# Brano:
┄┄┄┄┄┄

Un mesetto fa, in una di quelle tipiche serate autunnali di Champions League in cui in 90 minuti è condensato tutto il meglio che il calcio europeo può proporre, Real Madrid e Ajax disputavano la terza gara del loro rispettivo girone. Per entrambe era una partita particolarmente importante: i madrileni andavano in scena a Donetsk dopo l’inattesa sconfitta casalinga contro lo Sheriff; l’Ajax, dopo aver vinto le prime due gara, ospitava all’Amsterdam Arena il Borussia Dortmund, anch’esso a punteggio pieno, nel primo dei due atti che con molte probabilità avrebbero decretato la vincitrice del gruppo C. Dopo un lungo ma placido accerchiamento, il Real sfonda la resistenza ucraina sfruttando un goffo autogol di Kryvstov, mentre qualche minuto prima anche ad Amsterdam un autogol aveva inaugurato quello che sarebbe stato un trionfo storico per i lancieri. La punizione da cui scaturisce lo sfortunato autogol di Reus nasce da un’iniziativa di Antony.
Servito in profondità sulla fascia destra, il brasiliano dopo aver controllato con il sinistro punta Mats Hummels in quello che sarà il primo duello di uno scontro che nei 180 minuti assumerà toni tra il drammatico e il grottesco per il centrale tedesco. Antony con un guizzo fulmineo si sposta il pallone verso sinistra prima che il suo avversario possa anche solo valutare lo scenario, costringendolo a commettere fallo a pochi centimetri dall’area di rigore. L’Ajax domina in lungo e in largo la prima frazione, fornendo una prestazione in cui l’organizzazione tattica data da ten Hag e l’imprevedibilità tecnica garantita dai calciatori si fondono travolgendo come uno tsunami il Borussia Dortmund di Rose.
A Donetsk intanto, quando il cronometro recita il 50′, Modric con un filtrante che aveva già visto nella sua testa 10 minuti prima di ricevere il pallone da Benzema, manda in porta Vinicius Jr. Il brasiliano controlla e con il destro punisce l’uscita disperata di Trubin con un delicato pallonetto. Passano una manciata di minuti e Vinicius si mette in proprio: riceve nella sua zona, il centro-sinistra della trequarti avversaria, mette in serie un paio di doppi passi che fanno perdere la percezione dello spazio a Dodo, si incunea in area di rigore, finta la conclusione con il destro eludendo l’opposizione di Kryvstov e con il mancino buca Trubin sul primo palo. Quelli realizzati sono i gol numero 6 e 7 della sua stagione, grazie ai quali a metà ottobre aggancia e supera il suo record di marcature stagionali. Giusto per non farsi mancare nulla, dopo aver raccolto una verticalizzazione di Benzema, serve a rimorchio Rodrygo per il gol del momentaneo 0-4.

┄┄┄┄┄┄

Riproduci fedelmente il tratto del brano che va da "Servito in profondità" fino a "Dortmund di Rose.". Il materiale proviene da un'altra fonte.

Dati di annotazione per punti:
┄┄┄┄┄┄

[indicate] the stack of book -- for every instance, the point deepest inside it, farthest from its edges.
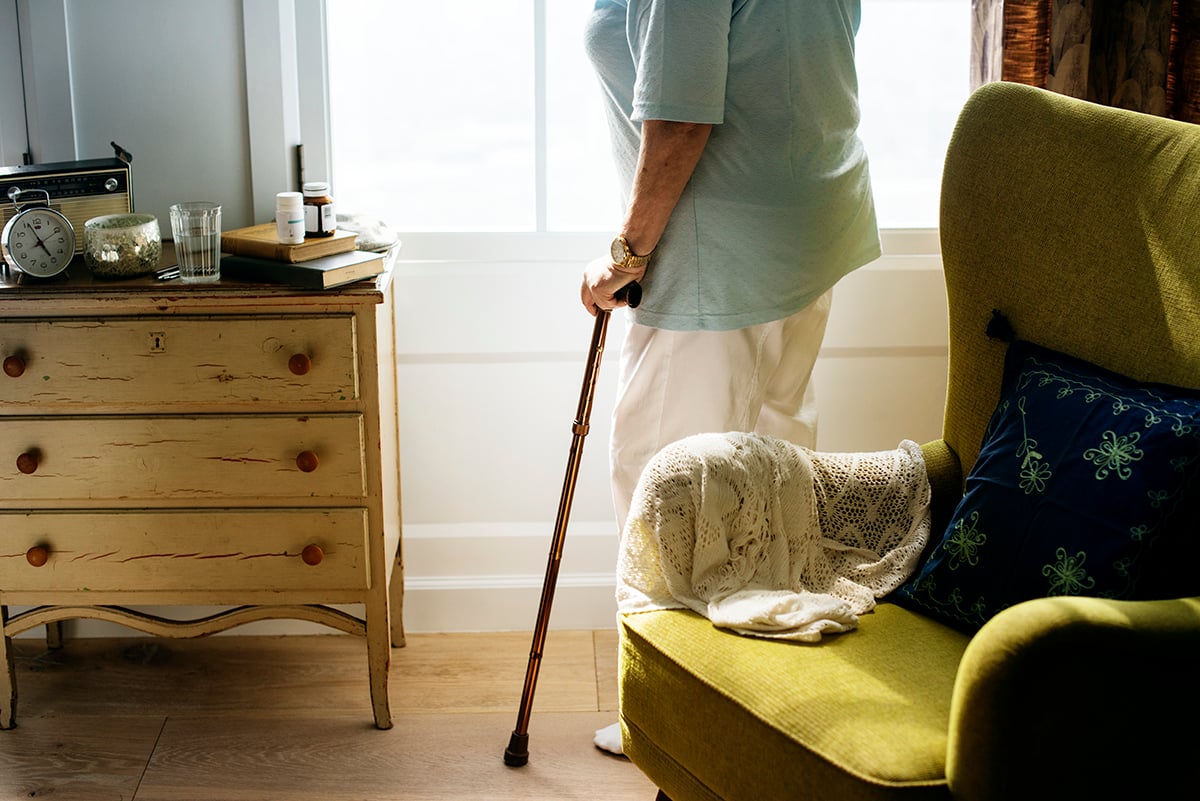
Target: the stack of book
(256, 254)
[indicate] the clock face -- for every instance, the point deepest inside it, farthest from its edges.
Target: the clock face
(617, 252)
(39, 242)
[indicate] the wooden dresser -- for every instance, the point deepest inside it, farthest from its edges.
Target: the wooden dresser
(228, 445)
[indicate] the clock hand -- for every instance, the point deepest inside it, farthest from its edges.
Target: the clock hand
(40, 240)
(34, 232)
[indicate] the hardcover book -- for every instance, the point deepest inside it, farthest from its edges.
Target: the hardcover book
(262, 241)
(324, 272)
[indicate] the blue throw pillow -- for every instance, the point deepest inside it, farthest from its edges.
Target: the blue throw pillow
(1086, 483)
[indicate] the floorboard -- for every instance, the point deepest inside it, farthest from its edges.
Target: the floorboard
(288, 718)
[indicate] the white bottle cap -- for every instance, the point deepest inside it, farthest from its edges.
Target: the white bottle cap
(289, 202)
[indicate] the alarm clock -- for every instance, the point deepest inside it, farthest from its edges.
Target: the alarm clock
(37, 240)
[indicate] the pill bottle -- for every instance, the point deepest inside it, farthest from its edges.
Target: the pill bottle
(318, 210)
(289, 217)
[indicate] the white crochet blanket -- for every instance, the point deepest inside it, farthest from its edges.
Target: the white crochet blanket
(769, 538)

┄┄┄┄┄┄

# Risposta scritta:
Servito in profondità sulla fascia destra, il brasiliano dopo aver controllato con il sinistro punta Mats Hummels in quello che sarà il primo duello di uno scontro che nei 180 minuti assumerà toni tra il drammatico e il grottesco per il centrale tedesco. Antony con un guizzo fulmineo si sposta il pallone verso sinistra prima che il suo avversario possa anche solo valutare lo scenario, costringendolo a commettere fallo a pochi centimetri dall’area di rigore. L’Ajax domina in lungo e in largo la prima frazione, fornendo una prestazione in cui l’organizzazione tattica data da ten Hag e l’imprevedibilità tecnica garantita dai calciatori si fondono travolgendo come uno tsunami il Borussia Dortmund di Rose.